Requisitos da tarefa: Reproduza o texto sobre Kepler começando em "Isso seria aceitável" e terminando em "2003, p. 120-121).", trocando "dez minutos" por "quinze minutos".

------ Texto para leitura ------

Isso seria aceitável no caso das observações realizadas por Ptolomeu e Copérnico, cuja margem de erro era da ordem de dez minutos.
No caso das observações de Tycho Brahe, era mesmo inadmissível. Era necessário descobrir o seu significado. Kepler explicou que a hipótese dos poliedros regulares (e indiretamente das órbitas circulares) era falsa e devia ser abandonada [...] Kepler concluiu que “esses oito minutos sugerem um novo caminho para uma completa reforma da astronomia” (MOURÃO, 2003, p. 120-121).
Mourão aponta que se no Mysterium Cosmographicum Kepler defendia que as observações deveriam se adequar à teoria, na elaboração da obra Astronomia Nova, a discordância de oito minutos fez com que ele descartasse [por um momento] sua teoria geometral desenvolvida durante anos de intensa dedicação.
A aceitação de regras puramente geométricas para descrever a órbita dos planetas cedeu lugar à busca de causalidades de natureza física. Kepler chegou à conclusão de que os planetas não se deslocavam numa velocidade uniforme, pois, à medida que se distanciavam do Sol seguiam mais lentamente, e, ao se aproximarem moviam-se rapidamente. Ressaltamos que esta idéia já havia sido levantada no Mysterium Cosmographicum, contudo, na Astronomia Nova, esta concepção fora exposta sem as características metafísicas de um “espírito de movimento” no Sol.

------ Registros fornecidos ------

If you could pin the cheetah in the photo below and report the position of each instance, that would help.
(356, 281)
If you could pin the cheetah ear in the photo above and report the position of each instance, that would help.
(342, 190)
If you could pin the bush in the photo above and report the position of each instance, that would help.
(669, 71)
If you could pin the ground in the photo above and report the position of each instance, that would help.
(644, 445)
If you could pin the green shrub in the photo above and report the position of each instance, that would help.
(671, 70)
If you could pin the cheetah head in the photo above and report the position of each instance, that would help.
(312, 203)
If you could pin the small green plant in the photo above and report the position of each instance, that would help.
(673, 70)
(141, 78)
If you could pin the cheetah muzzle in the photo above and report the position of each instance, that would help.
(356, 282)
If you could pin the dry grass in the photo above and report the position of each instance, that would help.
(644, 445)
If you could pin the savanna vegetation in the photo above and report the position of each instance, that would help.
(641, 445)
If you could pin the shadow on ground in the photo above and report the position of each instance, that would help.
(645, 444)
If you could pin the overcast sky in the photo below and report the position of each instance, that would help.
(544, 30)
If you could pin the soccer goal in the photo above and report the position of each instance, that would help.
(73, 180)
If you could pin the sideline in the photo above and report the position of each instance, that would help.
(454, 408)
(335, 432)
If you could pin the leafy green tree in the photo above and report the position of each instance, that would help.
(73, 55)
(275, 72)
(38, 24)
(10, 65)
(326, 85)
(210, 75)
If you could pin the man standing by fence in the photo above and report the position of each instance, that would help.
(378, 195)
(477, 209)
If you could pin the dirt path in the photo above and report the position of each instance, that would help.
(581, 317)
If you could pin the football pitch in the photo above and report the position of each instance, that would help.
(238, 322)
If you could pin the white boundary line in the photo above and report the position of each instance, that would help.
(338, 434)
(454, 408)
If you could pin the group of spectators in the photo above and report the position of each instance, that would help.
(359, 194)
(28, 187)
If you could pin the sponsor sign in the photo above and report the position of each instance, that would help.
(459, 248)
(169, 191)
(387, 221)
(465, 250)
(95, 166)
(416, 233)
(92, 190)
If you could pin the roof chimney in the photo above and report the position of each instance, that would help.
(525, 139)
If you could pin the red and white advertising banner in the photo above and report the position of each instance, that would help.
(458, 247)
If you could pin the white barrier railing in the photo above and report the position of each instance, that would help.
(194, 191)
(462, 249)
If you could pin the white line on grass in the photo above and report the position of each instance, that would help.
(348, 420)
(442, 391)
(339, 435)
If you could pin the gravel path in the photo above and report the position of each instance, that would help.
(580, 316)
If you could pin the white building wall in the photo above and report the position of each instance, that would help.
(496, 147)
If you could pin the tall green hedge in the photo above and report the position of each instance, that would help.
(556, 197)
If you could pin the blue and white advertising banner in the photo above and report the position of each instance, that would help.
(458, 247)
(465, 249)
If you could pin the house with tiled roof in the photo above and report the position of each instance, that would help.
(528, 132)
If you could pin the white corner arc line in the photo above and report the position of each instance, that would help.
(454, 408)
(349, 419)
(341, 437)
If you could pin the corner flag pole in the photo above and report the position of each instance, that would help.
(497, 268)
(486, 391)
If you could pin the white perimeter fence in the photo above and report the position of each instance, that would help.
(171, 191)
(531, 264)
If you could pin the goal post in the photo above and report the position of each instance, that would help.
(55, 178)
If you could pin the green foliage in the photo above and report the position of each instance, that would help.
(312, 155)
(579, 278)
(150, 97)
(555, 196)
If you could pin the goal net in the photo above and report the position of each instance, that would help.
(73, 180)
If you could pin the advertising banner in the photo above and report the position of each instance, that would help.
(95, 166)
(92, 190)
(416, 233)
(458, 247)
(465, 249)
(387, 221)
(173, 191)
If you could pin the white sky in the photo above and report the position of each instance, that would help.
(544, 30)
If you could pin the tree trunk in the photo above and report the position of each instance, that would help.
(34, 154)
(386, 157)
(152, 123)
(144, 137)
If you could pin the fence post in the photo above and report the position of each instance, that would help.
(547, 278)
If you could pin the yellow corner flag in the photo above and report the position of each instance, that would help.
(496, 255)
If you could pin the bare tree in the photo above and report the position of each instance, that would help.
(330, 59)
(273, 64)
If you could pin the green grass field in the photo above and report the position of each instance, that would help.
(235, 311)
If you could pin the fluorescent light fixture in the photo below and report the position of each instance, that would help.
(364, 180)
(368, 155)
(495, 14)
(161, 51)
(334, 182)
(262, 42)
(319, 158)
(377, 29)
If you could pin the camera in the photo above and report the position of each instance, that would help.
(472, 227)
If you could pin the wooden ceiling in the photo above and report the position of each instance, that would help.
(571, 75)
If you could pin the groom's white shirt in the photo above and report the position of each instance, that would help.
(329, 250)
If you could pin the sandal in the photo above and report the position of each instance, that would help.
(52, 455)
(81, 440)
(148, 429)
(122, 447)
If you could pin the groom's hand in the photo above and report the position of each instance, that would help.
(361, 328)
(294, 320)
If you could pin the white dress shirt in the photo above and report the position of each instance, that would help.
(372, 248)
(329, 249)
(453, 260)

------

A resposta:
Isso seria aceitável no caso das observações realizadas por Ptolomeu e Copérnico, cuja margem de erro era da ordem de quinze minutos.
No caso das observações de Tycho Brahe, era mesmo inadmissível. Era necessário descobrir o seu significado. Kepler explicou que a hipótese dos poliedros regulares (e indiretamente das órbitas circulares) era falsa e devia ser abandonada [...] Kepler concluiu que “esses oito minutos sugerem um novo caminho para uma completa reforma da astronomia” (MOURÃO, 2003, p. 120-121).